- [EXERCISE DIRECTIONS]: Copy the records between the line holding "I want to know which element is the flat" and the line holding "[0,0,456,187]", inclusive, character for character.
--
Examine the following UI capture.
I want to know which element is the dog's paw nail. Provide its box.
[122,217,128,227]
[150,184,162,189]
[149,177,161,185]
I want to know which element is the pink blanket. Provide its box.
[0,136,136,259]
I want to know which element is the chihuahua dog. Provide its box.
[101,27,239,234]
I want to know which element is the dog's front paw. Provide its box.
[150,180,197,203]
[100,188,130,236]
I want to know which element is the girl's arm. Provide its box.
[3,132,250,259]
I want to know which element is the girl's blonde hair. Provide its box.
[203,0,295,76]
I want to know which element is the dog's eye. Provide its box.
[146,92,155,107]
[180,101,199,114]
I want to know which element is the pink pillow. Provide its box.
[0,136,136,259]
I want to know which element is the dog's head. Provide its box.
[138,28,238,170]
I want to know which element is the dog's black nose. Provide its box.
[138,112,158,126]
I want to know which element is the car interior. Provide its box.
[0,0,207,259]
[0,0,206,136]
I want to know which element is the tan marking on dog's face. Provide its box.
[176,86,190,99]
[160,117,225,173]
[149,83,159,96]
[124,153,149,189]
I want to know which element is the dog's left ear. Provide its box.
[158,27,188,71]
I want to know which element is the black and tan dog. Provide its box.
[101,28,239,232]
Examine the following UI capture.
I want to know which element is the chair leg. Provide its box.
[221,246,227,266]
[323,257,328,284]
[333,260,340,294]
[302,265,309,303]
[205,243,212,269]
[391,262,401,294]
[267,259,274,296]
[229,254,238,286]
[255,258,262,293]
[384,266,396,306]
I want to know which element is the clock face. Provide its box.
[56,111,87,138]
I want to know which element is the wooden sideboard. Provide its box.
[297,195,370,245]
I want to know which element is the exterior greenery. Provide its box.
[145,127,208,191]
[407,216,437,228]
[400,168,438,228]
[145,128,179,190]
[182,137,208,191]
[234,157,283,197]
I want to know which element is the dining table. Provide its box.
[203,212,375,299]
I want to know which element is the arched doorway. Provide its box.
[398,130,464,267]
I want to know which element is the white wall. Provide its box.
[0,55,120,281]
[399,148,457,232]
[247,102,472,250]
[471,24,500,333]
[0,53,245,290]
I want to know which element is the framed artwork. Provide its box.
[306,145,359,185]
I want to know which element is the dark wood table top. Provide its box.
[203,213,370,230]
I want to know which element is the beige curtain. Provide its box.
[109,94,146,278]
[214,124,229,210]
--
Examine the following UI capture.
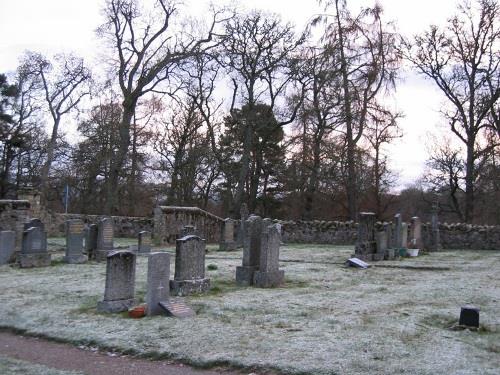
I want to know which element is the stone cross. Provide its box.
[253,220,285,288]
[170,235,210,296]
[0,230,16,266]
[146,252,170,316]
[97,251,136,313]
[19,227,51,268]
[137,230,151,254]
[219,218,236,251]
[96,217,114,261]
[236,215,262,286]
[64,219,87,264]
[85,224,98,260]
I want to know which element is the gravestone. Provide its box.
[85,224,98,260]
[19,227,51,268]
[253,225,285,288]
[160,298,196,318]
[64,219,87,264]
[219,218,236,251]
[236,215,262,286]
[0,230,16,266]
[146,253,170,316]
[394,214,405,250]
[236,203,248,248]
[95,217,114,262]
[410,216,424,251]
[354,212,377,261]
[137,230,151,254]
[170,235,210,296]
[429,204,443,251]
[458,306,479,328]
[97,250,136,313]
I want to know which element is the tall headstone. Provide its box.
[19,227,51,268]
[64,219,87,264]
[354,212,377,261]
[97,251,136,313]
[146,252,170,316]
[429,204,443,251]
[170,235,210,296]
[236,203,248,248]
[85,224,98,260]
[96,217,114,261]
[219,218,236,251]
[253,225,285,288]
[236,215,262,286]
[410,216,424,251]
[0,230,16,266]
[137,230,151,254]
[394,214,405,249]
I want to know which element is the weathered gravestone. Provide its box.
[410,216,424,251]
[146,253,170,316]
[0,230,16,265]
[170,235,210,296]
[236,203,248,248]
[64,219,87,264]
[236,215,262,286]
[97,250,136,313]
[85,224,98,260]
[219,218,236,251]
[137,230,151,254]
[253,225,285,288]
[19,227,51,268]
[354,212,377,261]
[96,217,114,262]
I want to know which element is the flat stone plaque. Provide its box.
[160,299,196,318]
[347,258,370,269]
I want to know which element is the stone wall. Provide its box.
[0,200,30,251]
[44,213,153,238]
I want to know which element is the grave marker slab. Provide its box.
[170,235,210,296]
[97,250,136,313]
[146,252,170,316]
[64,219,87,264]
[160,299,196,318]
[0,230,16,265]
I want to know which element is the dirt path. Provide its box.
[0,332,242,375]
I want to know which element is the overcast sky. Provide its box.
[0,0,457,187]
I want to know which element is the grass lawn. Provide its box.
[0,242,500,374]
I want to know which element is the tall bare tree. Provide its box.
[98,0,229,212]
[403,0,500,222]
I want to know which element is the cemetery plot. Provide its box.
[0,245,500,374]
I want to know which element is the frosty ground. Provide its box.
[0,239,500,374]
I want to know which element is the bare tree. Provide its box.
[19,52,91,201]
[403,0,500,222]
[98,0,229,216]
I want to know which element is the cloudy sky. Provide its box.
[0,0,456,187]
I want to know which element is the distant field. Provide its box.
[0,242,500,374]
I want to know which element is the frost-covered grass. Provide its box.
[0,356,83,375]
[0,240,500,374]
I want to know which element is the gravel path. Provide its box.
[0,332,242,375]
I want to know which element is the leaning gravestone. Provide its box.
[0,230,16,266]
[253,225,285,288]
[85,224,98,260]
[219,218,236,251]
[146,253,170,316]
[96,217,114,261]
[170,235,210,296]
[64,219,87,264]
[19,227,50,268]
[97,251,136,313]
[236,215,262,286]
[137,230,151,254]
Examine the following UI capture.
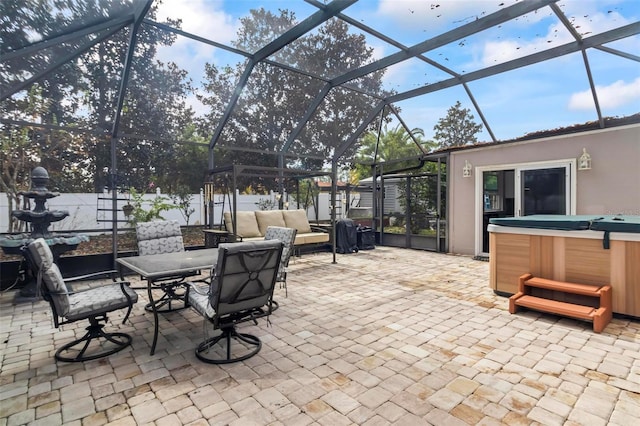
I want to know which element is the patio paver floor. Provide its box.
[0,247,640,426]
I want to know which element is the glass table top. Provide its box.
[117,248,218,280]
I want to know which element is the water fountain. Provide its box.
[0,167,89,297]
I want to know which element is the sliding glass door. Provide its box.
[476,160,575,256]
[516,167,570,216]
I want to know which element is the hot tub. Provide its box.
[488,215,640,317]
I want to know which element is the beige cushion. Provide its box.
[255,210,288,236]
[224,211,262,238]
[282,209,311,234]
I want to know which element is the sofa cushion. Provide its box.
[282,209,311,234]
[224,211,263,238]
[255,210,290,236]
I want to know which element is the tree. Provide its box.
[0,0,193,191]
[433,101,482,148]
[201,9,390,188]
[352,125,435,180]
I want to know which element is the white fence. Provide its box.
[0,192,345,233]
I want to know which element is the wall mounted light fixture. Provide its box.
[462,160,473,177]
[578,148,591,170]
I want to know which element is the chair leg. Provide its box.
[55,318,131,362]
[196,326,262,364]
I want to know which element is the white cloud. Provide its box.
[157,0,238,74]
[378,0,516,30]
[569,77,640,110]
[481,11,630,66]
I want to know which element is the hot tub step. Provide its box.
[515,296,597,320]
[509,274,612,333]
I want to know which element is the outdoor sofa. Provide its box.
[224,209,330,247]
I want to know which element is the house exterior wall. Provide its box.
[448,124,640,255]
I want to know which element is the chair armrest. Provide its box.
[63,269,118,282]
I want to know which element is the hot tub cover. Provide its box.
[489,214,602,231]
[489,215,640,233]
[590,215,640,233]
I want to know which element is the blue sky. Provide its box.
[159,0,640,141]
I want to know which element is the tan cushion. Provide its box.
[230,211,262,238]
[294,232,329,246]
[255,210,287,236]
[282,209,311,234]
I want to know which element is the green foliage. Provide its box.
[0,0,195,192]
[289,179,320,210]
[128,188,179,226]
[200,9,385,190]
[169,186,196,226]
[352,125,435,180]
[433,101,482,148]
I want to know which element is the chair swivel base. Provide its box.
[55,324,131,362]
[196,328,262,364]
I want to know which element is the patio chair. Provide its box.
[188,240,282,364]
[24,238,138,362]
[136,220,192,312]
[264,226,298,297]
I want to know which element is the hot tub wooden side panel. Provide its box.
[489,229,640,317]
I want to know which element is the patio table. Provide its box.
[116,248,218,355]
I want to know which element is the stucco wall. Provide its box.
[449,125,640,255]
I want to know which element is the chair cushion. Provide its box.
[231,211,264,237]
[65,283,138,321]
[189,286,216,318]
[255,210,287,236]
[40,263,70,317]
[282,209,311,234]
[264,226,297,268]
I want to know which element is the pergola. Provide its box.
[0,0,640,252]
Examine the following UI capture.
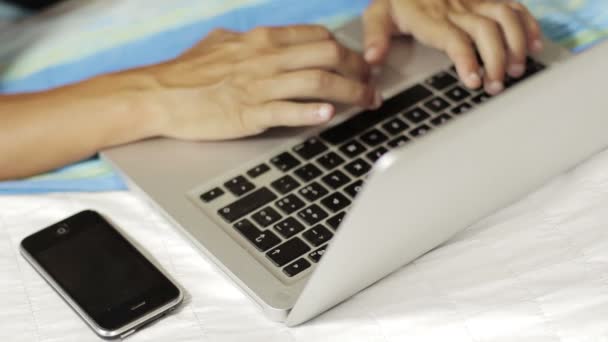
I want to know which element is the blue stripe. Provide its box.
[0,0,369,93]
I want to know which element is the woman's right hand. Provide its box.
--
- [PROBLEM SOLUTION]:
I want to know which element is the flat stone plaque. Provide its box.
[160,299,196,318]
[347,258,370,269]
I want to know which element is the stone wall. Provide its box.
[0,200,30,251]
[44,213,153,238]
I want to know which element is the grave marker slab. Provide its box.
[170,235,210,296]
[97,250,136,313]
[146,252,170,316]
[64,219,87,264]
[160,299,196,318]
[0,230,16,265]
I want to know which element is the dirt path. Provide its box.
[0,332,242,375]
I want to know which element is the overcast sky. Provide its box.
[0,0,457,187]
I want to know which element is the grass lawn. Provide its box.
[0,242,500,374]
I want to know which element is the tall bare tree. Provide its box.
[98,0,229,212]
[403,0,500,222]
I want to know which element is the cemetery plot. Provide its box.
[0,245,500,374]
I want to know which element is the frosty ground. Provide its box.
[0,239,500,374]
I want to know which element is the bare tree. Provide its box.
[19,52,91,201]
[403,0,500,222]
[98,0,229,216]
I want to know which element is the cloudy sky. Provide its box.
[0,0,456,187]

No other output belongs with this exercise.